● **Provided records**:
Content starts
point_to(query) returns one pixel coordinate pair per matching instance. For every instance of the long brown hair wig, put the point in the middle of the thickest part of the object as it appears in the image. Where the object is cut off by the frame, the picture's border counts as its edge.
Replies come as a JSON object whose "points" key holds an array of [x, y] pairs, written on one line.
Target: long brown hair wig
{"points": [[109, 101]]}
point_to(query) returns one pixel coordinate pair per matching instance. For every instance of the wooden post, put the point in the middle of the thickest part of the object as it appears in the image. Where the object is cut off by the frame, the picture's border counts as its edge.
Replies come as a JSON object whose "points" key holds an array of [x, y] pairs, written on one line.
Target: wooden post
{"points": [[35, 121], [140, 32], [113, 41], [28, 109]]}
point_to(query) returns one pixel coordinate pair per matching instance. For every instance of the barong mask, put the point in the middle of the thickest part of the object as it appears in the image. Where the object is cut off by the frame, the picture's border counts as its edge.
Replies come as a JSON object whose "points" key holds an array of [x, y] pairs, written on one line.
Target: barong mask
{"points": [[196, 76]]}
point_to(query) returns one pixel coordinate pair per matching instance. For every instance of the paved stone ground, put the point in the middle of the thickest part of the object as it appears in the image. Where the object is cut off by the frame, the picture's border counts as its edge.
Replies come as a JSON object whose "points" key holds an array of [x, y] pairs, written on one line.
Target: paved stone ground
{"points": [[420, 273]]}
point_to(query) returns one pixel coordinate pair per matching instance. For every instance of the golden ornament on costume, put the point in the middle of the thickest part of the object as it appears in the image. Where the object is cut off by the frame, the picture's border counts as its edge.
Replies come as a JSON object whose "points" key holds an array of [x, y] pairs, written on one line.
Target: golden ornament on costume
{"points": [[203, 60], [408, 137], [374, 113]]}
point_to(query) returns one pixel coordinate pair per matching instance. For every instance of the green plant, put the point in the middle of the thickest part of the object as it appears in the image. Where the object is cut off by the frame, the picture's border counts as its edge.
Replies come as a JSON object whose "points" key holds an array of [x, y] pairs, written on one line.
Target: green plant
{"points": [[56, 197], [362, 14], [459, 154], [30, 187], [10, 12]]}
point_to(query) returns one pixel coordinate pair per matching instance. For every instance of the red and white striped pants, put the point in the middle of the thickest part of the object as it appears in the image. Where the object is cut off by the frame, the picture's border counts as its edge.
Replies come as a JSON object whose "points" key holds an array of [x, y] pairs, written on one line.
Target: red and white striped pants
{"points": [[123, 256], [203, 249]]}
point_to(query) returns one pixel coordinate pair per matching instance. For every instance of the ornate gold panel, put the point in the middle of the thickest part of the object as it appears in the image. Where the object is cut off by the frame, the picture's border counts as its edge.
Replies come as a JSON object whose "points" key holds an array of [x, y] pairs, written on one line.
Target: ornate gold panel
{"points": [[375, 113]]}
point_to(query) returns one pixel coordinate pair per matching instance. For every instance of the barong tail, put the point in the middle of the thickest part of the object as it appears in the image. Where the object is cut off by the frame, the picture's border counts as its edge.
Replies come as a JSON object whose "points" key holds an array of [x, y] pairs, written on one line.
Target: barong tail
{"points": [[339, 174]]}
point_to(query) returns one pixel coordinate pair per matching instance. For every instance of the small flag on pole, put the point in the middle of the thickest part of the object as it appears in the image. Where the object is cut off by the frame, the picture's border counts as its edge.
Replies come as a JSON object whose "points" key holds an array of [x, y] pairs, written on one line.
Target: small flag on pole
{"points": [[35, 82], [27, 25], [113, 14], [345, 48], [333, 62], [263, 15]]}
Content ends
Starting at the first entry and ending at the last, reproduce each one exactly.

point_to(query) returns one pixel coordinate pair per matching instance. For every instance of the long brown hair wig, put the point in the middle of the thickest part of the object as it appears in the image. Where the object is cut off by the frame, the picture's border counts as its edge.
Replies come as a JSON object whose "points" key holds an array of [x, y] pairs, written on one line.
Target: long brown hair wig
{"points": [[109, 101]]}
point_to(query) returns one pixel coordinate pair per matching instance. For every instance of the wooden post, put the point in the middle of the thickest part of the object as it appears in the image. Where the object is cut off by the frame, the picture's border counts as its edge.
Replies come as a JSON object whose "points" key holds an array of [x, y] pairs, written on one line.
Target: wooden post
{"points": [[35, 121], [140, 32], [113, 41], [28, 109]]}
point_to(query) returns one pixel coordinate pair per matching instance. For every instance of the barong mask, put the point in the middle of the thickest part of the object as it appears in the image. Where the object is cut off by the frame, the picture's border counts as its edge.
Replies come as a JSON object whose "points" key holds an array of [x, y] pairs, written on one line.
Target: barong mask
{"points": [[196, 76]]}
point_to(query) returns one pixel coordinate pair per matching instance. For every instance of the paved stone ground, put the point in the middle of the thickest part of the object as it appears in the image. Where the object is cut off by the frame, the picture's border counts as its edge.
Replies come as a JSON object whose "points" key holds an array of [x, y] pairs, written on one line.
Target: paved stone ground
{"points": [[420, 273]]}
point_to(query) returns one pixel coordinate pair per matching instance. For every instance of the golden ornament on costume, put the point in the middle of the thickest part of the object as it appears in the image. Where the object is cut off by the frame, the picture's border counts as its edge.
Replies come as a JSON object whose "points" key holds an array of [x, y] pairs, written on one line.
Target: golden ornament on costume
{"points": [[203, 60], [408, 137], [374, 113]]}
point_to(query) returns one pixel coordinate pair per matching instance. For every instance of the green plant, put the point in the middle of the thickest part of the object as it appears in the image. Where the object is cut off by the frame, the picture's border counts as its edge.
Replies come as a JSON object whose "points" key holds an array of [x, y] pairs, written on one line.
Target: green plant
{"points": [[56, 197], [362, 14], [459, 154], [30, 187], [10, 12]]}
point_to(query) returns one pixel coordinate pair per matching instance. For every instance of the red and white striped pants, put the point in the middle of the thickest part of the object as it appears in the image. Where the object is cut off by the frame, the picture's border counts as its edge.
Replies come as a JSON object whose "points" key holds an array of [x, y] pairs, written on one line.
Target: red and white striped pants
{"points": [[123, 256], [203, 249]]}
point_to(query) returns one pixel coordinate pair per matching instance. For every instance of the ornate gold panel, put the point in the middle of the thickest part of the object as it appears in the image. Where the object is cut off by the frame, the picture's border counts as its edge.
Replies come as a JSON object whose "points" key holds an array of [x, y] pairs, written on one line.
Target: ornate gold panel
{"points": [[375, 113]]}
point_to(query) returns one pixel coordinate pair per matching instance. For every instance of the barong tail, put the point in the middle of the thickest part of the object as it appears in the image. Where the object is cut off by the frame, the picture's border counts as its edge.
Replies come as a JSON object whose "points" key holds an array of [x, y] pairs, written on one line.
Target: barong tail
{"points": [[339, 174]]}
point_to(query) returns one pixel coordinate pair per matching instance. For every instance of the small flag on pole, put the point in the middle of the thickest part of the object as it appears in the image. Where the object is cut off by the frame, the picture's border counts as its edge.
Replies come as a JSON object whose "points" key holds an array of [x, y] pairs, written on one line.
Target: small flag on pole
{"points": [[35, 82], [27, 25], [113, 14], [345, 48], [333, 62], [263, 15]]}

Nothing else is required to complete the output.